* _DATASET CONTENT_
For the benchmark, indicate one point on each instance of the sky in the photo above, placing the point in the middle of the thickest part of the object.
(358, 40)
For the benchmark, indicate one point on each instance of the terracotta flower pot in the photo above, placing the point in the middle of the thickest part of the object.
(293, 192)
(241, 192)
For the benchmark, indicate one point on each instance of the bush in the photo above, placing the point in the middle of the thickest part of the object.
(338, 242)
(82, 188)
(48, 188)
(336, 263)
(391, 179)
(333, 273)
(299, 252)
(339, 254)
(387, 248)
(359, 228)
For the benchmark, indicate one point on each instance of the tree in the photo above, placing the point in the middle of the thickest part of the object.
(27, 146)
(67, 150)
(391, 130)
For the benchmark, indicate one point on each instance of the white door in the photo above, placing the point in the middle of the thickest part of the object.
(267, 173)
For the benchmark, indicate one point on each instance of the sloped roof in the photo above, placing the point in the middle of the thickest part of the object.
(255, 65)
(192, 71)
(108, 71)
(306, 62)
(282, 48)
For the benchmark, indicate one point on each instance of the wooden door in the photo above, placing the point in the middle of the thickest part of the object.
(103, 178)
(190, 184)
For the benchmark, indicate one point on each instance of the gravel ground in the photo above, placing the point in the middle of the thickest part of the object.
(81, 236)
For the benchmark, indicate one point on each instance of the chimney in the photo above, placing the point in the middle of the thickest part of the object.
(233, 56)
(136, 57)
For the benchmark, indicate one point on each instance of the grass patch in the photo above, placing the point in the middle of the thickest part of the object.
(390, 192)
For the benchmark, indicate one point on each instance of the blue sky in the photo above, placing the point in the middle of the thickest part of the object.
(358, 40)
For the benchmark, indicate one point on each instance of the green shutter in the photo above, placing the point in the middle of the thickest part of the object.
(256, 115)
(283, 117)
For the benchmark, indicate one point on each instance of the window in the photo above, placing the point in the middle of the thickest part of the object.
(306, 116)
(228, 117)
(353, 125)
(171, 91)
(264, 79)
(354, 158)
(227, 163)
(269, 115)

* _THE REQUEST_
Can you copy out all of the entries above character for character, keeping every line in its original order?

* _REPLY TO THE EXERCISE_
For the benchmark, indicate one point on each instance of the sky in the photo above, placing the point in the middle of the thickest part of the object.
(358, 40)
For the benchmark, indicate one point on each instance of the terracotta flower pot in the photo above, placing the point in the middle of the thickest part of the object.
(293, 192)
(241, 192)
For the benchmark, indicate one point on each instance of the bush in the photo above, placing the point in the middle of the thickest part of the object.
(338, 242)
(82, 188)
(48, 188)
(336, 263)
(391, 179)
(333, 273)
(299, 252)
(339, 254)
(387, 248)
(359, 228)
For the benchmark, indicate one point on each instance of the tree in the photo above, placing the point in the middle of the thickest part of the object.
(27, 146)
(67, 150)
(391, 130)
For the benchmark, indicate one point on each instance of the white door in the photo above, placing the point in the middle of the thickest part of the object.
(267, 173)
For the benchmark, indicate one point on each instance of the sloped roof in the photo above, placing the point in the middle of the thickest part of the object.
(255, 65)
(192, 71)
(108, 71)
(306, 62)
(282, 48)
For the benchmark, indicate one point on each instance of the wooden door in the photo above, placing the point in the middle of the thickest part of the object.
(103, 178)
(190, 184)
For the benchmark, indicate one point on each instance of the gravel ground in the photo above, placing the point in the middle of the thickest part of the object.
(81, 236)
For the benchmark, indicate one point on each instance of the chimney in the photo above, placing the point in the middle of the thickest part of the object.
(233, 56)
(136, 57)
For the benchmark, indicate one point on each instance of the grass patch in the photo above, placing the point in the middle of the thickest part of the object.
(390, 192)
For the benchmark, indicate one point on each instance of the blue sky in the photo above, placing the point in the middle of the thickest part of the object.
(358, 40)
For the benchmark, indicate one point on each instance of the green shutter in the photo above, placing the point in the middle of the thickest part of the object.
(256, 115)
(283, 117)
For the benchmark, indicate one point on each instance of the window in the photo above, placing the point in the middle of the thickest part of the object.
(306, 116)
(228, 117)
(353, 125)
(171, 91)
(264, 79)
(354, 158)
(227, 163)
(269, 115)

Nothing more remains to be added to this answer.